Without including any pictures, write out all the entries exactly.

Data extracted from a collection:
——————

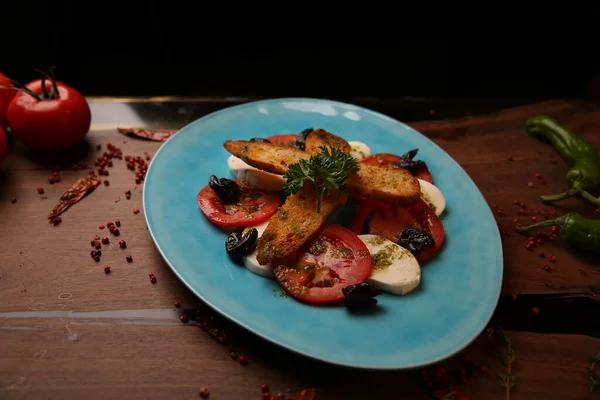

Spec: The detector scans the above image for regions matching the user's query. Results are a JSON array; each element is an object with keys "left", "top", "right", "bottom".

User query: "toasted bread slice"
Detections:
[
  {"left": 347, "top": 164, "right": 421, "bottom": 204},
  {"left": 223, "top": 140, "right": 310, "bottom": 175},
  {"left": 304, "top": 129, "right": 351, "bottom": 155},
  {"left": 256, "top": 184, "right": 348, "bottom": 265},
  {"left": 224, "top": 140, "right": 421, "bottom": 204}
]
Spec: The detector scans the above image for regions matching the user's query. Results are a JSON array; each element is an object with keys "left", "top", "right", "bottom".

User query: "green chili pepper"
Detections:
[
  {"left": 525, "top": 115, "right": 600, "bottom": 206},
  {"left": 515, "top": 213, "right": 600, "bottom": 254}
]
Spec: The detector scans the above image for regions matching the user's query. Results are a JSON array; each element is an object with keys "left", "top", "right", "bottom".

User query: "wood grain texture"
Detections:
[
  {"left": 0, "top": 318, "right": 600, "bottom": 400},
  {"left": 0, "top": 101, "right": 600, "bottom": 399}
]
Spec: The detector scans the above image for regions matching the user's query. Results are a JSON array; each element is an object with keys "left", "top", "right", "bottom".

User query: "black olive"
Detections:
[
  {"left": 250, "top": 138, "right": 271, "bottom": 143},
  {"left": 342, "top": 282, "right": 381, "bottom": 311},
  {"left": 208, "top": 175, "right": 240, "bottom": 204},
  {"left": 398, "top": 228, "right": 435, "bottom": 254},
  {"left": 225, "top": 228, "right": 258, "bottom": 260},
  {"left": 296, "top": 128, "right": 313, "bottom": 151},
  {"left": 398, "top": 149, "right": 427, "bottom": 172}
]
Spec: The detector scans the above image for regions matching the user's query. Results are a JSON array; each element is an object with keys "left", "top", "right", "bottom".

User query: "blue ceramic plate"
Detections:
[{"left": 143, "top": 99, "right": 503, "bottom": 369}]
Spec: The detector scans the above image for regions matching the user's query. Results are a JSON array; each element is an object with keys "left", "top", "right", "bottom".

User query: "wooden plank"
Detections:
[
  {"left": 0, "top": 317, "right": 600, "bottom": 400},
  {"left": 0, "top": 104, "right": 600, "bottom": 311}
]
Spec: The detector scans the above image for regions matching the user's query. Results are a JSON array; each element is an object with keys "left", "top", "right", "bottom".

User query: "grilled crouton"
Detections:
[
  {"left": 304, "top": 129, "right": 350, "bottom": 155},
  {"left": 256, "top": 184, "right": 348, "bottom": 265},
  {"left": 224, "top": 140, "right": 421, "bottom": 204},
  {"left": 223, "top": 140, "right": 310, "bottom": 175}
]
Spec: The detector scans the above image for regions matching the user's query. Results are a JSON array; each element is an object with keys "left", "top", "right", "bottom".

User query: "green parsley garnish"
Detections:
[{"left": 283, "top": 146, "right": 358, "bottom": 213}]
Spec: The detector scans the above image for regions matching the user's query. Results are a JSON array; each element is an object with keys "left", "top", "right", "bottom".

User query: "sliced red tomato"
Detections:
[
  {"left": 361, "top": 153, "right": 433, "bottom": 183},
  {"left": 198, "top": 181, "right": 280, "bottom": 226},
  {"left": 369, "top": 199, "right": 445, "bottom": 262},
  {"left": 267, "top": 133, "right": 298, "bottom": 147},
  {"left": 273, "top": 224, "right": 371, "bottom": 304}
]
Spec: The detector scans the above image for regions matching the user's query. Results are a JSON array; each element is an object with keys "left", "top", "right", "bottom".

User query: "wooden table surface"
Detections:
[{"left": 0, "top": 99, "right": 600, "bottom": 400}]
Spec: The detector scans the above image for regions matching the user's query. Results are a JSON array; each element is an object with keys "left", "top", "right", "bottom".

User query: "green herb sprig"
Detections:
[
  {"left": 486, "top": 328, "right": 516, "bottom": 400},
  {"left": 587, "top": 353, "right": 600, "bottom": 392},
  {"left": 283, "top": 146, "right": 358, "bottom": 213}
]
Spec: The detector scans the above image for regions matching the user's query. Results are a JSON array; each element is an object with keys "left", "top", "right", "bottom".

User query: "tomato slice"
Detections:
[
  {"left": 369, "top": 199, "right": 445, "bottom": 262},
  {"left": 361, "top": 153, "right": 433, "bottom": 184},
  {"left": 273, "top": 224, "right": 371, "bottom": 304},
  {"left": 267, "top": 133, "right": 298, "bottom": 147},
  {"left": 197, "top": 180, "right": 280, "bottom": 226}
]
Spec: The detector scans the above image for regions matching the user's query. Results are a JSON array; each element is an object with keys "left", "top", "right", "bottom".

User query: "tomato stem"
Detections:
[{"left": 9, "top": 79, "right": 43, "bottom": 101}]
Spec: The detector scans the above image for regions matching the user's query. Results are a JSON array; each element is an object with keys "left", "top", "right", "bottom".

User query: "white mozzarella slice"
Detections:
[
  {"left": 358, "top": 235, "right": 421, "bottom": 295},
  {"left": 244, "top": 220, "right": 273, "bottom": 278},
  {"left": 348, "top": 142, "right": 371, "bottom": 161},
  {"left": 419, "top": 179, "right": 446, "bottom": 216},
  {"left": 227, "top": 155, "right": 285, "bottom": 192}
]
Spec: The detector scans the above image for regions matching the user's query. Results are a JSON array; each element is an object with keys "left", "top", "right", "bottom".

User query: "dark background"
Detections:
[{"left": 0, "top": 1, "right": 600, "bottom": 100}]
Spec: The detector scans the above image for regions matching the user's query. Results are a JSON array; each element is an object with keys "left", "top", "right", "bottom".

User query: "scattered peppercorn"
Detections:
[{"left": 198, "top": 387, "right": 210, "bottom": 399}]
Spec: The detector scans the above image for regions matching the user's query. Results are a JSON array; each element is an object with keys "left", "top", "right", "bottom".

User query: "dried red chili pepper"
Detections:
[
  {"left": 196, "top": 309, "right": 227, "bottom": 344},
  {"left": 117, "top": 128, "right": 177, "bottom": 142},
  {"left": 48, "top": 175, "right": 100, "bottom": 219}
]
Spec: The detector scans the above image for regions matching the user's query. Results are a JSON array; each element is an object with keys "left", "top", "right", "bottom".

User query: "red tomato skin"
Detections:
[
  {"left": 7, "top": 79, "right": 92, "bottom": 151},
  {"left": 361, "top": 153, "right": 433, "bottom": 184},
  {"left": 0, "top": 72, "right": 17, "bottom": 128},
  {"left": 273, "top": 224, "right": 372, "bottom": 304},
  {"left": 369, "top": 199, "right": 445, "bottom": 262},
  {"left": 267, "top": 133, "right": 298, "bottom": 146},
  {"left": 0, "top": 126, "right": 8, "bottom": 165},
  {"left": 197, "top": 181, "right": 280, "bottom": 227}
]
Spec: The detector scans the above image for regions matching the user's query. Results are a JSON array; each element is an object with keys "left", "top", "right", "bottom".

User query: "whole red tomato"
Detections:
[
  {"left": 0, "top": 72, "right": 17, "bottom": 127},
  {"left": 6, "top": 79, "right": 92, "bottom": 151},
  {"left": 0, "top": 127, "right": 8, "bottom": 165}
]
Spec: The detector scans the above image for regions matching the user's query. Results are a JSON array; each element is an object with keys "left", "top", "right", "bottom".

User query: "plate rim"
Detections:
[{"left": 142, "top": 97, "right": 504, "bottom": 371}]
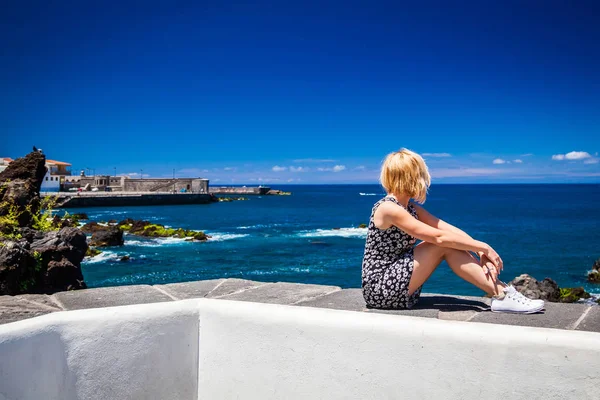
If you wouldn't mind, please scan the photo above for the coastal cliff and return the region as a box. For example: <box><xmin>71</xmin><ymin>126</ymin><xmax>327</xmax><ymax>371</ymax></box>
<box><xmin>0</xmin><ymin>151</ymin><xmax>88</xmax><ymax>295</ymax></box>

——————

| EXERCISE RESPONSE |
Spec: The detector scans the above image for regions matching the user's query. Results are a JSON array; each element is an object with keys "left", "top", "right", "bottom".

User query: "toasted bread slice"
Detections:
[
  {"left": 347, "top": 164, "right": 421, "bottom": 204},
  {"left": 223, "top": 140, "right": 310, "bottom": 175},
  {"left": 304, "top": 129, "right": 351, "bottom": 155},
  {"left": 256, "top": 184, "right": 348, "bottom": 265},
  {"left": 224, "top": 140, "right": 421, "bottom": 204}
]
Spec: The detector scans the above image for regions matching the user's query. Results are a JSON array; each element is an object with keys "left", "top", "right", "bottom".

User query: "green chili pepper"
Detections:
[
  {"left": 525, "top": 115, "right": 600, "bottom": 206},
  {"left": 515, "top": 213, "right": 600, "bottom": 254}
]
Spec: The detector scans the above image for regions matching the user's query. Results are a JSON array; each element is an object with keys "left", "top", "right", "bottom".

User query: "wood grain texture"
Detections:
[
  {"left": 0, "top": 318, "right": 600, "bottom": 400},
  {"left": 0, "top": 101, "right": 600, "bottom": 399}
]
Spec: The detector scans the above image for regions matching the user's query. Results are a JSON array; each element is an object with keys "left", "top", "right", "bottom".

User query: "black olive"
Detections:
[
  {"left": 250, "top": 138, "right": 271, "bottom": 143},
  {"left": 342, "top": 282, "right": 381, "bottom": 311},
  {"left": 208, "top": 175, "right": 240, "bottom": 204},
  {"left": 398, "top": 228, "right": 435, "bottom": 254},
  {"left": 225, "top": 228, "right": 258, "bottom": 260},
  {"left": 296, "top": 128, "right": 313, "bottom": 151},
  {"left": 398, "top": 149, "right": 427, "bottom": 172}
]
Spec: The detector scans the above image for regions matching the user's query. Results are a JSON array; each element is an object with keys "left", "top", "right", "bottom".

User query: "blue ceramic plate"
Detections:
[{"left": 143, "top": 99, "right": 503, "bottom": 369}]
Spec: The detector scans the above image for regions matching the user's query. Results are a JSON array; each element is an object with keys "left", "top", "right", "bottom".

User query: "wooden plank"
Detections:
[
  {"left": 0, "top": 317, "right": 600, "bottom": 400},
  {"left": 0, "top": 104, "right": 600, "bottom": 311}
]
Spec: The detector scans the above image for regions matching the user's query. Results are a JSON array; each element is an object with keys "left", "top", "right", "bottom".

User query: "grilled crouton"
Detections:
[
  {"left": 304, "top": 129, "right": 350, "bottom": 155},
  {"left": 256, "top": 184, "right": 348, "bottom": 265},
  {"left": 224, "top": 140, "right": 421, "bottom": 204},
  {"left": 223, "top": 140, "right": 310, "bottom": 175}
]
Spec: The detector scans the above image for regions matching the user's query. Results are a JSON array; each element is an object with keys "left", "top", "right", "bottom".

User query: "green parsley garnish"
Detections:
[{"left": 283, "top": 146, "right": 358, "bottom": 213}]
Spec: The detector scans the above image for regions matching the user's query. Results are a JSON array; each element is an object with keys "left", "top", "right", "bottom".

User query: "sliced red tomato"
Detections:
[
  {"left": 361, "top": 153, "right": 433, "bottom": 183},
  {"left": 198, "top": 181, "right": 280, "bottom": 226},
  {"left": 369, "top": 199, "right": 445, "bottom": 262},
  {"left": 267, "top": 133, "right": 298, "bottom": 147},
  {"left": 273, "top": 224, "right": 371, "bottom": 304}
]
Spec: The detector scans the above image for regions matching the user's query. Results are a JSON array; each element is an object with keys "left", "top", "right", "bottom".

User query: "wooden table surface"
Detections:
[{"left": 0, "top": 99, "right": 600, "bottom": 400}]
Spec: The detector scans the above image for regions matching the user's query. Results are a JSON array; each element is an object with keys "left", "top", "right", "bottom".

User query: "green herb sprig"
Detections:
[
  {"left": 486, "top": 328, "right": 516, "bottom": 400},
  {"left": 587, "top": 353, "right": 600, "bottom": 392},
  {"left": 283, "top": 146, "right": 358, "bottom": 213}
]
Spec: The detector scans the above image for regions matching the user's query. Results are a JSON array; each element is an object with keys "left", "top", "right", "bottom".

User query: "tomato slice"
Detections:
[
  {"left": 369, "top": 199, "right": 445, "bottom": 262},
  {"left": 361, "top": 153, "right": 433, "bottom": 184},
  {"left": 273, "top": 224, "right": 371, "bottom": 304},
  {"left": 267, "top": 133, "right": 298, "bottom": 147},
  {"left": 197, "top": 180, "right": 280, "bottom": 226}
]
Spec: The detector scans the above image for regions matching the user's query. Results are a JSON array; each element is an object with keys "left", "top", "right", "bottom".

User query: "tomato stem"
Detections:
[{"left": 9, "top": 79, "right": 43, "bottom": 101}]
Spec: The detector scans the above image for regions matching the user's query. Results are a JSON array; each element is an object with keys "left", "top", "right", "bottom".

User query: "white mozzarella slice"
Detections:
[
  {"left": 358, "top": 235, "right": 421, "bottom": 295},
  {"left": 244, "top": 220, "right": 273, "bottom": 278},
  {"left": 348, "top": 142, "right": 371, "bottom": 161},
  {"left": 419, "top": 179, "right": 446, "bottom": 216},
  {"left": 227, "top": 155, "right": 285, "bottom": 192}
]
Spec: The detector scans the above image for regions matching the user's query. Results are a JSON array; each element is an object with keys "left", "top", "right", "bottom".

User query: "dark background"
Detections:
[{"left": 0, "top": 1, "right": 600, "bottom": 100}]
Spec: The detector scans the above image for regions matching the user's query. Results are a JSON array; each element is an object with keys "left", "top", "right", "bottom".

User query: "scattered peppercorn"
Detections:
[{"left": 198, "top": 387, "right": 210, "bottom": 399}]
Spec: The detector scans the above image for regions matching the user's query. Results are a JSON array; each element is an object with keys "left", "top", "right", "bottom".

User query: "dried red chili pepper"
Detections:
[
  {"left": 196, "top": 309, "right": 227, "bottom": 344},
  {"left": 117, "top": 128, "right": 177, "bottom": 142},
  {"left": 48, "top": 175, "right": 100, "bottom": 219}
]
Spec: The detector scans the above image for regions matching the user's query. Results are a JSON array; each element is an object with keys "left", "top", "right", "bottom".

User query: "red tomato skin"
Detections:
[
  {"left": 7, "top": 79, "right": 92, "bottom": 151},
  {"left": 361, "top": 153, "right": 433, "bottom": 184},
  {"left": 0, "top": 72, "right": 17, "bottom": 128},
  {"left": 273, "top": 224, "right": 372, "bottom": 304},
  {"left": 369, "top": 199, "right": 445, "bottom": 262},
  {"left": 267, "top": 133, "right": 298, "bottom": 146},
  {"left": 0, "top": 126, "right": 8, "bottom": 165},
  {"left": 197, "top": 181, "right": 280, "bottom": 227}
]
Spec: The detector scans the above image for regions matching the user's query. Results are a JSON array; each element is an object with keys "left", "top", "right", "bottom".

User query: "whole red tomato"
Detections:
[
  {"left": 0, "top": 72, "right": 17, "bottom": 127},
  {"left": 6, "top": 79, "right": 92, "bottom": 151},
  {"left": 0, "top": 127, "right": 8, "bottom": 165}
]
Spec: The detector scans the above image for regions matching the user's query. Results are a JSON array; each element is an object with keys "left", "top", "right", "bottom".

User query: "plate rim"
Detections:
[{"left": 142, "top": 97, "right": 504, "bottom": 371}]
If you wouldn't mind, please scan the photo above for the coastal cliff and return the region as a box. For example: <box><xmin>71</xmin><ymin>126</ymin><xmax>327</xmax><ymax>371</ymax></box>
<box><xmin>0</xmin><ymin>151</ymin><xmax>88</xmax><ymax>295</ymax></box>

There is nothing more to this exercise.